▸ **WHAT YOU HAVE TO DO**: Exactly as they appear, output all of the entries.

▸ **ENTRIES SHOWN**:
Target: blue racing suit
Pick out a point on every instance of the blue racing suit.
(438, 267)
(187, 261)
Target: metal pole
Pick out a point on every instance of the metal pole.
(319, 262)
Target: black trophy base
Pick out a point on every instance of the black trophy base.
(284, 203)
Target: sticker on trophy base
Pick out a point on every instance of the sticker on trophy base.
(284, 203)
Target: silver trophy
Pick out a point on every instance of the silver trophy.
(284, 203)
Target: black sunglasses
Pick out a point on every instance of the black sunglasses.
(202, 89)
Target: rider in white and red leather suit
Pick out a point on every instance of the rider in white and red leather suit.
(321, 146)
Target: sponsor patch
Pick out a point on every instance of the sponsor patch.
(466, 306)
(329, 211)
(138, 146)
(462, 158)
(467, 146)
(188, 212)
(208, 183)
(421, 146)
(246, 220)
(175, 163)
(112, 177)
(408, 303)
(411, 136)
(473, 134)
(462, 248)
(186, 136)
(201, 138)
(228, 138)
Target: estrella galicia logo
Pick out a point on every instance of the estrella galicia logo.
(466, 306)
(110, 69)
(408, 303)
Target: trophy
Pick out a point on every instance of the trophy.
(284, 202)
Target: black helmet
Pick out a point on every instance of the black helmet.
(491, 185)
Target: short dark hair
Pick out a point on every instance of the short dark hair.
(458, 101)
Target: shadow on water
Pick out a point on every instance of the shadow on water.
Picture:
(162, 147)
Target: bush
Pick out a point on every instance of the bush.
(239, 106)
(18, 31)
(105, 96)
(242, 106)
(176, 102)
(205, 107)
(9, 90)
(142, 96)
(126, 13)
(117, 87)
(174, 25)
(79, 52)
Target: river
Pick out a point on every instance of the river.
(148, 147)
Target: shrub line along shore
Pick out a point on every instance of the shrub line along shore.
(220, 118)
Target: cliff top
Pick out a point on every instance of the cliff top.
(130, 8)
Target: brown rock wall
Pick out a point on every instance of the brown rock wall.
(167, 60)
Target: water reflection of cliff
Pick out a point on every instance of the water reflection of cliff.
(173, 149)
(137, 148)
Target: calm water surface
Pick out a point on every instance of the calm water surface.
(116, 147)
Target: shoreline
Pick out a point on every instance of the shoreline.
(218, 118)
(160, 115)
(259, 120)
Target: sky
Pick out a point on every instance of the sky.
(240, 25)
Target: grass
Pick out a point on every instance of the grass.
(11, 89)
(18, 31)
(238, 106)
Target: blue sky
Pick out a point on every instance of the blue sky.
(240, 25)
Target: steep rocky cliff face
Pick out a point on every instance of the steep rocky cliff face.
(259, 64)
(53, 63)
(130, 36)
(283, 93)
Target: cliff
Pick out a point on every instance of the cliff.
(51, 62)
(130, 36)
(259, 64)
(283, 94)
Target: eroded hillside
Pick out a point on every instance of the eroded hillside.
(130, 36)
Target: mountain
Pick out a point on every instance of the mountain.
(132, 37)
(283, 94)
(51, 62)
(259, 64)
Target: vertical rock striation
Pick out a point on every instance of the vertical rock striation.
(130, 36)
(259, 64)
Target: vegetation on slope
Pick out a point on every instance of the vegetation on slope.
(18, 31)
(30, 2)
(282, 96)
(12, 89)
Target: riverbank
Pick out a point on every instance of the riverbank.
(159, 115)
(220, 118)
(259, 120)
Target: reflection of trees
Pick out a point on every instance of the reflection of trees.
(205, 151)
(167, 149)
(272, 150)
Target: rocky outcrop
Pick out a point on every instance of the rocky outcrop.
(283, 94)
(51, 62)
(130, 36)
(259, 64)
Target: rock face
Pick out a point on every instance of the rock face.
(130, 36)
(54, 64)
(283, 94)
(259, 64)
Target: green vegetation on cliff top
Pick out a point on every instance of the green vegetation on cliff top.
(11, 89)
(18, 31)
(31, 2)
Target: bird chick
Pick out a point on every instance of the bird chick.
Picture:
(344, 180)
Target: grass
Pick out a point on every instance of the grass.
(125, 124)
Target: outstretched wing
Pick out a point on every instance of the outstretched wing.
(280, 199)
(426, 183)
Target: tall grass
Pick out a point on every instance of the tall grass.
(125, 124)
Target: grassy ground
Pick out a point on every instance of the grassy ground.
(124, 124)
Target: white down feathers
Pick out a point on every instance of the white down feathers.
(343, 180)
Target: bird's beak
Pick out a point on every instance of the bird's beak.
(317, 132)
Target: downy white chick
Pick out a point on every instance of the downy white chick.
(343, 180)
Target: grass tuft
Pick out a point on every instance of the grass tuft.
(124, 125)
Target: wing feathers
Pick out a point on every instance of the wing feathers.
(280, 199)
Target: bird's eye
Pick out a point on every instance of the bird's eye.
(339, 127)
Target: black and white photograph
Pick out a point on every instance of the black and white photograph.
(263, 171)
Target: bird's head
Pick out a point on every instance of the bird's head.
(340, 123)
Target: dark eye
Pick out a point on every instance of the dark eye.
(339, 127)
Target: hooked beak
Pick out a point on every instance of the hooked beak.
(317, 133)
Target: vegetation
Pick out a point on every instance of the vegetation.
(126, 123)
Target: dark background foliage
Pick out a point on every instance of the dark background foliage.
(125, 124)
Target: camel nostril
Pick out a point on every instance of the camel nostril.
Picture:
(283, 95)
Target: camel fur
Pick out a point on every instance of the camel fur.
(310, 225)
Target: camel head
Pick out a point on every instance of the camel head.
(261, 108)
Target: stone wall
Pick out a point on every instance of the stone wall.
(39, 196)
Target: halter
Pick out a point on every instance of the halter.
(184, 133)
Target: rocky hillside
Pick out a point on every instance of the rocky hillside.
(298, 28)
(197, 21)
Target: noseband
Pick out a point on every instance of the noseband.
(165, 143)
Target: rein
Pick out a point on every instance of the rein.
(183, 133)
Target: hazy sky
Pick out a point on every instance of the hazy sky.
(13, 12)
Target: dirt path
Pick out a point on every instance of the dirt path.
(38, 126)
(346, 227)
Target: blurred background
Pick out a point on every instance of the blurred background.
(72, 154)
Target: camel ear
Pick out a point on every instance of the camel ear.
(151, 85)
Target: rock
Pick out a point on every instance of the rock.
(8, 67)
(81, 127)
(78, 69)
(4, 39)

▸ **FINISHED ANSWER**:
Target: blue racing suit
Pick out a point on every instance of the blue racing suit.
(438, 267)
(187, 261)
Target: metal pole
Pick out a point on every instance of the metal pole.
(319, 262)
Target: black trophy base
Pick out a point on every instance of the black trophy base.
(284, 203)
Target: sticker on trophy base
Pick out a point on every instance of the sticker on trophy base.
(284, 203)
Target: silver trophy
Pick out a point on every instance of the silver trophy.
(284, 203)
Target: black sunglasses
Pick out a point on every instance of the black sunglasses.
(202, 89)
Target: rider in white and red leather suit
Pick out a point on every instance of the rider in white and red leather suit.
(321, 146)
Target: sponsor patch
Pick out a point on every instance of the sponsor patch.
(466, 306)
(329, 211)
(138, 146)
(462, 158)
(467, 146)
(188, 212)
(208, 183)
(421, 146)
(246, 220)
(175, 163)
(112, 177)
(408, 303)
(411, 136)
(473, 134)
(462, 248)
(186, 136)
(201, 138)
(228, 138)
Target: estrella galicia logo
Pick out a point on every instance of the estrella galicia logo.
(466, 306)
(110, 69)
(408, 303)
Target: trophy
Pick out a point on every instance of the trophy.
(284, 202)
Target: black helmet
Pick out a point on every instance of the black helmet.
(491, 185)
Target: short dark hair
Pick out a point on every instance of the short dark hair.
(458, 101)
Target: shadow on water
Pick out a point on every instance of the shadow on water.
Picture:
(162, 147)
Target: bush
Pick out a point on every instance of the bush.
(239, 106)
(18, 31)
(105, 96)
(242, 106)
(176, 102)
(205, 107)
(9, 90)
(142, 96)
(126, 13)
(117, 87)
(174, 25)
(79, 52)
Target: river
Pick out a point on every instance of the river.
(148, 147)
Target: shrub line along shore
Pick out a point on every instance of the shrub line along shore.
(220, 118)
Target: cliff top
Pick out a point on every instance of the cliff top.
(130, 8)
Target: brown rock wall
Pick out a point on every instance of the brown rock wall.
(167, 60)
Target: water reflection of cliff
Pick out a point on every instance of the water reflection of cliff.
(173, 149)
(137, 148)
Target: calm water surface
Pick out a point on every instance of the calm water surface.
(116, 147)
Target: shoreline
Pick out a point on every instance of the shoreline.
(218, 118)
(160, 115)
(259, 120)
Target: sky
Pick out a point on every instance of the sky.
(240, 25)
Target: grass
Pick out a point on every instance of the grass.
(11, 89)
(18, 31)
(238, 106)
Target: blue sky
Pick out a point on every instance of the blue sky.
(240, 25)
Target: steep rocky cliff face
Pick out a point on every instance of the steep rocky cliff face.
(259, 64)
(53, 63)
(130, 36)
(283, 93)
Target: cliff
Pick out a point on every instance of the cliff.
(51, 62)
(130, 36)
(259, 64)
(283, 94)
Target: eroded hillside
Pick out a point on every instance of the eroded hillside.
(130, 36)
Target: mountain
Pick out a point on every instance of the mountain.
(132, 37)
(283, 94)
(51, 62)
(259, 64)
Target: vertical rock striation
Pick out a point on every instance of the vertical rock striation.
(130, 36)
(259, 64)
Target: vegetation on slope
Pick out a point on every instance of the vegetation on slope.
(18, 31)
(30, 2)
(282, 96)
(12, 89)
Target: riverbank
Pick out a point on every instance of the riverbank.
(159, 115)
(220, 118)
(259, 120)
Target: reflection of trees
Pick out a point on every instance of the reflection of trees.
(205, 151)
(167, 149)
(272, 150)
Target: rocky outcrop
Pick out a point on every instance of the rocky outcrop.
(283, 94)
(51, 62)
(130, 36)
(259, 64)
Target: rock face
Pick out a point on every instance of the rock face.
(130, 36)
(54, 64)
(283, 94)
(259, 64)
Target: green vegetation on cliff top
Pick out a point on every instance of the green vegetation on cliff top.
(11, 89)
(18, 31)
(31, 2)
Target: bird chick
Pick out a point on every instance of the bird chick.
Picture:
(344, 180)
Target: grass
Pick out a point on every instance of the grass.
(125, 124)
Target: outstretched wing
Pick out a point on every instance of the outstretched wing.
(280, 199)
(426, 183)
Target: tall grass
Pick out a point on every instance of the tall grass.
(125, 124)
Target: grassy ground
Pick out a point on every instance of the grassy ground.
(124, 124)
Target: white down feathers
Pick out a point on every instance of the white down feathers.
(343, 180)
Target: bird's beak
Pick out a point on every instance of the bird's beak.
(317, 132)
Target: downy white chick
Pick out a point on every instance of the downy white chick.
(343, 180)
Target: grass tuft
Pick out a point on every instance of the grass tuft.
(124, 125)
Target: wing feathers
Pick out a point on every instance of the wing feathers.
(280, 199)
Target: bird's eye
Pick out a point on every instance of the bird's eye.
(339, 127)
Target: black and white photograph
Pick out a point on every instance of the black and white photograph.
(263, 171)
Target: bird's head
Pick out a point on every instance of the bird's head.
(340, 123)
Target: dark eye
Pick out a point on every instance of the dark eye.
(339, 127)
Target: hooked beak
Pick out a point on every instance of the hooked beak.
(317, 133)
Target: vegetation
Pick out a point on every instance of the vegetation.
(126, 123)
Target: dark background foliage
Pick out a point on every instance of the dark background foliage.
(125, 124)
Target: camel nostril
Pick out a point on every instance of the camel nostril.
Picture:
(283, 95)
Target: camel fur
Pick out a point on every instance of the camel fur.
(310, 225)
Target: camel head
Pick out a point on every instance of the camel head.
(261, 108)
Target: stone wall
Pick out a point on every instance of the stone wall.
(39, 196)
Target: halter
Pick out a point on every instance of the halter.
(184, 133)
Target: rocky hillside
Pick out a point on every instance of the rocky hillside.
(298, 28)
(197, 21)
Target: noseband
Pick out a point on every instance of the noseband.
(165, 143)
Target: rein
Pick out a point on every instance of the rein.
(183, 133)
Target: hazy sky
Pick out a point on every instance of the hazy sky.
(13, 12)
Target: dirt path
Pick out a point on every instance of the dirt path.
(38, 126)
(346, 227)
Target: blurred background
Pick out a point on every instance of the blurred background.
(72, 154)
Target: camel ear
Pick out a point on every instance of the camel ear.
(151, 85)
Target: rock
Pick out a point on every instance of the rock.
(8, 67)
(81, 127)
(78, 69)
(4, 39)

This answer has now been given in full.